- _TASK DIRECTIONS_
Each line of the material should be output exactly as shown.

- _DATA RECORDS_
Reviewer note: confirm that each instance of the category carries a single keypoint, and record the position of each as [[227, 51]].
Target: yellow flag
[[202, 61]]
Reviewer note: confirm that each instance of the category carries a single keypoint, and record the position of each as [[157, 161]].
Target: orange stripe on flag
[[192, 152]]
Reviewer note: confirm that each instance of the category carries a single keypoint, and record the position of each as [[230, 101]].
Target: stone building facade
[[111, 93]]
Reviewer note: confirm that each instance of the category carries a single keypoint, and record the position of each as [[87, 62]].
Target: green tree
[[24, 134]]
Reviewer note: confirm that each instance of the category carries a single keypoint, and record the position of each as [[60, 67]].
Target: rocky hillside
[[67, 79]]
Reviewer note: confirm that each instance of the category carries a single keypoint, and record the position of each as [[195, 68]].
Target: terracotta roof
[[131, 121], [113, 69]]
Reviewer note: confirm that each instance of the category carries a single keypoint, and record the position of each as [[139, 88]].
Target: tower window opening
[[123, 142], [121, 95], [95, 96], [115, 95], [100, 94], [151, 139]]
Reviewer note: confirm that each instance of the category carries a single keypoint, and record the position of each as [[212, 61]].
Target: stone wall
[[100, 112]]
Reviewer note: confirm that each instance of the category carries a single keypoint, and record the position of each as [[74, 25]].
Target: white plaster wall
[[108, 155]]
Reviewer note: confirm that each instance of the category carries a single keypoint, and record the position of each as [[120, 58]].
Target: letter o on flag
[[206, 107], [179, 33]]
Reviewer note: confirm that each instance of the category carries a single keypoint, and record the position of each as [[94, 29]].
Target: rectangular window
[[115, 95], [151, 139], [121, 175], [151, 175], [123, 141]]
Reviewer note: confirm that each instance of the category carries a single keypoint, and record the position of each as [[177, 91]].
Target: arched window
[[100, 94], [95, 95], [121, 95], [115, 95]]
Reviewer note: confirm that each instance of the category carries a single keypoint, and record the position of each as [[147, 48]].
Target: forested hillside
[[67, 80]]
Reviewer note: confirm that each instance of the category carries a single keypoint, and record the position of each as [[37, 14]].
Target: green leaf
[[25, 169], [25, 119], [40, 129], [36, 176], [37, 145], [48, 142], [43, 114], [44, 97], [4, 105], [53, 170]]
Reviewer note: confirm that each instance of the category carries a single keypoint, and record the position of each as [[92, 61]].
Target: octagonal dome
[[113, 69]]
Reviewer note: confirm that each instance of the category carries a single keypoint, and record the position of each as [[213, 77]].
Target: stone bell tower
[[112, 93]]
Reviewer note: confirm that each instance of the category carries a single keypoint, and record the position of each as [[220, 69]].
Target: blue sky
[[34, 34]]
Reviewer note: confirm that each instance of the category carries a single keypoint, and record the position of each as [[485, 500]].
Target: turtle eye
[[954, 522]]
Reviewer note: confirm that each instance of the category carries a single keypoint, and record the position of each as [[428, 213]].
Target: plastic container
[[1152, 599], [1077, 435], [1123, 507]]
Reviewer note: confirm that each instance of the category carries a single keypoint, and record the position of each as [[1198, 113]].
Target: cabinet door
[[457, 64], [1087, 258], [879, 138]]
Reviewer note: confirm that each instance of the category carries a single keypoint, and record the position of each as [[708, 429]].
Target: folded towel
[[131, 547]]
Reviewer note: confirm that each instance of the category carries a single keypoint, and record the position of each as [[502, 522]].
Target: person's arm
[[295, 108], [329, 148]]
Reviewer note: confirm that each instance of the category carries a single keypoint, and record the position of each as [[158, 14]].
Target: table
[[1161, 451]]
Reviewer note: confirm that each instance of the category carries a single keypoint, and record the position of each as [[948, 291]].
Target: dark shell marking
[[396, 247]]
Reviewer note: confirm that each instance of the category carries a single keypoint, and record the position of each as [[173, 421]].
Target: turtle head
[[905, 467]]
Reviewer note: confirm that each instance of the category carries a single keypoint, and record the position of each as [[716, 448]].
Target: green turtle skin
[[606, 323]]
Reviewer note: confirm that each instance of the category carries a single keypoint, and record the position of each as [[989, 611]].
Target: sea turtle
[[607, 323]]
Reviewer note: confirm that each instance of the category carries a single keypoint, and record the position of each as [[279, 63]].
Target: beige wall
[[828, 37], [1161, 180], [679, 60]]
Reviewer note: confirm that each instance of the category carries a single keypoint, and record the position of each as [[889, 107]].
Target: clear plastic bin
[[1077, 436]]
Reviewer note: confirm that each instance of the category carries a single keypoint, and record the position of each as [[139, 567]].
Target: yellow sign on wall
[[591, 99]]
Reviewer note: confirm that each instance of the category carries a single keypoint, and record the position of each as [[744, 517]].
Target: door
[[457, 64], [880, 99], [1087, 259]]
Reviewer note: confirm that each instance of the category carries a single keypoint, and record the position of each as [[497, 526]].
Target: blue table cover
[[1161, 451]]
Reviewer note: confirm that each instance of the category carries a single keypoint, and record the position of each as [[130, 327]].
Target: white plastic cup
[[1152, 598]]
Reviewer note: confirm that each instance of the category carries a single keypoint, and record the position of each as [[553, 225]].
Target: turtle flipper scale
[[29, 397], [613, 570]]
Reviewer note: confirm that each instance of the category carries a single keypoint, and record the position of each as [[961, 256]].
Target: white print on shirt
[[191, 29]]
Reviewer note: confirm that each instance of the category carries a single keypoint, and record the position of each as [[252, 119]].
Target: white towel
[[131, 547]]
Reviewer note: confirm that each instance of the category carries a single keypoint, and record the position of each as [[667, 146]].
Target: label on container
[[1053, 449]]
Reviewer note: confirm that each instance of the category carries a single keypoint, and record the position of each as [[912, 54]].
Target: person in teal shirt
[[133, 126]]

- _EXERCISE OUTPUT_
Reviewer note: confirm that each instance of the category carries a single keypoint, and record the position of each as [[227, 51]].
Target: yellow flag
[[202, 61]]
Reviewer note: confirm that each instance of the category carries a single keypoint, and record the position of each as [[157, 161]].
Target: orange stripe on flag
[[192, 152]]
Reviewer note: confirm that each instance of the category carries a single keypoint, and record the position of each as [[230, 101]].
Target: stone building facade
[[111, 93]]
Reviewer note: confirm that each instance of the category carries a single keypoint, and record the position of each as [[87, 62]].
Target: green tree
[[24, 134]]
Reviewer note: confirm that each instance of the category carries a single keypoint, and record the position of each as [[60, 67]].
Target: rocky hillside
[[67, 79]]
Reviewer note: confirm that each instance of the category carries a single keypoint, and record the position of each as [[195, 68]].
Target: terracotta roof
[[131, 121], [113, 69]]
Reviewer note: confirm that each instance of the category carries a single keypoint, and record the position of each as [[139, 88]].
Target: tower window opening
[[123, 142], [121, 95], [95, 96], [115, 95], [100, 94], [151, 139]]
Reviewer note: confirm that each instance of the category carries a single keypoint, and record the position of each as [[212, 61]].
Target: stone wall
[[100, 112]]
Reviewer note: confirm that each instance of the category carries a single keypoint, and record the position of each as [[74, 25]].
Target: white plaster wall
[[108, 155]]
Reviewer note: confirm that each instance of the category carries a single keypoint, and record the position of each as [[120, 58]].
Target: letter o on flag
[[206, 107], [179, 33]]
Reviewer note: confirm that each instance of the category carries a single keypoint, and record the position of each as [[94, 29]].
Target: rectangular window
[[115, 95], [151, 139], [121, 175], [151, 175], [123, 141]]
Reviewer note: confirm that each instance of the category carries a single keypoint, and record the position of each as [[177, 91]].
Target: arched window
[[100, 94], [95, 95], [121, 95], [115, 95]]
Reviewer note: confirm that each instance of the category carries a single keypoint, and record the position of each as [[147, 48]].
Target: forested hillside
[[67, 80]]
Reviewer note: confirm that each instance of the category carries a single keypoint, and record the position of each as [[37, 14]].
Target: green leaf
[[25, 169], [25, 119], [40, 129], [36, 176], [37, 145], [48, 142], [43, 114], [44, 97], [4, 105], [53, 170]]
Reviewer note: confirm that each instance of the category carries a single keypoint, and record the position of each as [[92, 61]].
Target: octagonal dome
[[113, 69]]
Reviewer note: confirm that each instance of the category carries a single keypoint, and record the position of each as [[213, 77]].
Target: stone bell tower
[[112, 93]]
Reviewer note: confirm that each instance of the category carries a single keypoint, and record the position of each as [[220, 69]].
Target: blue sky
[[34, 34]]
Reviewer note: confirm that each instance of the category carries a single keypoint, and record the position of each as [[485, 500]].
Target: turtle eye
[[954, 522]]
Reviewer note: confirm that each instance of the category carries a single keypoint, and record the position of each as [[428, 213]].
Target: plastic container
[[1152, 599], [1077, 435], [1123, 507]]
Reviewer note: confirm that each instance of the category carries a single keypoint, and record the position of each as [[1198, 113]].
Target: cabinet door
[[457, 64], [1087, 258], [879, 138]]
Reviewer note: confirm that each instance of the category carries a single keypoint, and record the position of each as [[708, 429]].
Target: folded towel
[[131, 547]]
Reviewer note: confirm that each instance of the category carries a single keypoint, and record the position of each as [[502, 522]].
Target: person's arm
[[295, 108], [329, 148]]
Reviewer note: confirm that each instance of the category carries a single keypoint, and record the position of each as [[158, 14]].
Target: table
[[1161, 451]]
Reviewer note: confirm that each instance of the category carries a single keypoint, and record the position of each as [[948, 291]].
Target: dark shell marking
[[396, 247]]
Reviewer note: confirm that each instance of the category carries a single keypoint, and record the position of each as [[173, 421]].
Target: turtle head
[[905, 467]]
Reviewer note: confirm that each instance of the category carries a single keypoint, and record the position of each as [[716, 448]].
Target: green turtle skin
[[606, 323]]
Reviewer note: confirm that each instance of the category carries a single keypoint, and record the position of each as [[989, 611]].
Target: sea turtle
[[607, 323]]
Reviewer note: confirm that each instance of the category carries a single keypoint, and record the position of each as [[279, 63]].
Target: beige wall
[[828, 37], [1161, 180], [679, 60]]
Reviewer note: confirm that each instance of the category carries a single keypoint, and record the position of each as [[889, 107]].
Target: clear plastic bin
[[1077, 436]]
Reviewer note: confirm that each instance of the category carries a single keypoint, and record the position of each as [[139, 567]].
Target: yellow sign on wall
[[591, 99]]
Reviewer note: confirm that each instance of the category carries a single keypoint, and record the position of each as [[744, 517]].
Target: door
[[457, 64], [880, 99], [1087, 259]]
Reviewer note: confirm that each instance of the category carries a single keypoint, and record the position of each as [[497, 526]].
Target: blue table cover
[[1161, 451]]
Reviewer note: confirm that each instance of the category carries a single keypoint, and record the position of each as [[130, 327]].
Target: white plastic cup
[[1152, 598]]
Reviewer note: confirm that each instance of the category carries a single keypoint, and record the position of each as [[553, 225]].
Target: turtle flipper scale
[[29, 397], [613, 570]]
Reviewer note: confirm that each instance of the category carries a single keypoint, and record the position of each as [[961, 256]].
Target: white print on shirt
[[191, 29]]
Reviewer note: confirm that each instance of the category carries a single keypoint, and record the position of each as [[252, 119]].
Target: white towel
[[131, 547]]
Reviewer note: confirm that each instance of the category carries a single keypoint, and record the position of each as [[667, 146]].
Target: label on container
[[1053, 449]]
Reviewer note: confirm that each instance of the category carries a single keypoint, and record the position of each as [[912, 54]].
Target: person in teal shirt
[[133, 126]]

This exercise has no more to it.